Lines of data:
········

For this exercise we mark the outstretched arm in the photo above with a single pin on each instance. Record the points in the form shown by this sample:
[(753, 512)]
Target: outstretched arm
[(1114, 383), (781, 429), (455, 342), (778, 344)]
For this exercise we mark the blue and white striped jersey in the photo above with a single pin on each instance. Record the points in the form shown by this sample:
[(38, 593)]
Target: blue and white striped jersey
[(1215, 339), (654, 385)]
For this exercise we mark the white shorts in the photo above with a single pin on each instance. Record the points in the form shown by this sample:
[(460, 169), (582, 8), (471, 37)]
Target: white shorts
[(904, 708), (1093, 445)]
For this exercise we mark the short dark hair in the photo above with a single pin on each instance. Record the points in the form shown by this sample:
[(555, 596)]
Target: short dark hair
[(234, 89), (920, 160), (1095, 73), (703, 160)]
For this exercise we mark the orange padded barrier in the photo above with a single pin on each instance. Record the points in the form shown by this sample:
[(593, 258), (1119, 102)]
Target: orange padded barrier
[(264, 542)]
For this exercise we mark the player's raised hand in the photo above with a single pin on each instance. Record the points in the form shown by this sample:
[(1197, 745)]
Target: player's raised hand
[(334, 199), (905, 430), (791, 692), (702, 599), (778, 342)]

········

TASK: Please echo the lines above verbatim, beginning with the line containing "For this exercise we mark the blue" and continuing through the line containing "[(234, 89), (920, 160), (1095, 73), (703, 160)]".

TASK OUTPUT:
For this exercise we mark the blue and white striped jersey in the photo above with a single pin on each instance. Record the points in the form shown by this sample:
[(38, 593)]
Target: blue and white striped jersey
[(1215, 339), (654, 385)]
For this exercise we mark the white shorts in the photo above with a single pin on each instance. Record the points in the form shown by this sample:
[(460, 169), (582, 8), (471, 37)]
Target: white shorts
[(904, 708), (1093, 445)]
For this exercise we mark the short dark hair in the photo above with a single pin on each instance. Record the points in the form shown by this sample:
[(555, 596)]
Target: short dark hair
[(234, 89), (920, 160), (1095, 73), (703, 160)]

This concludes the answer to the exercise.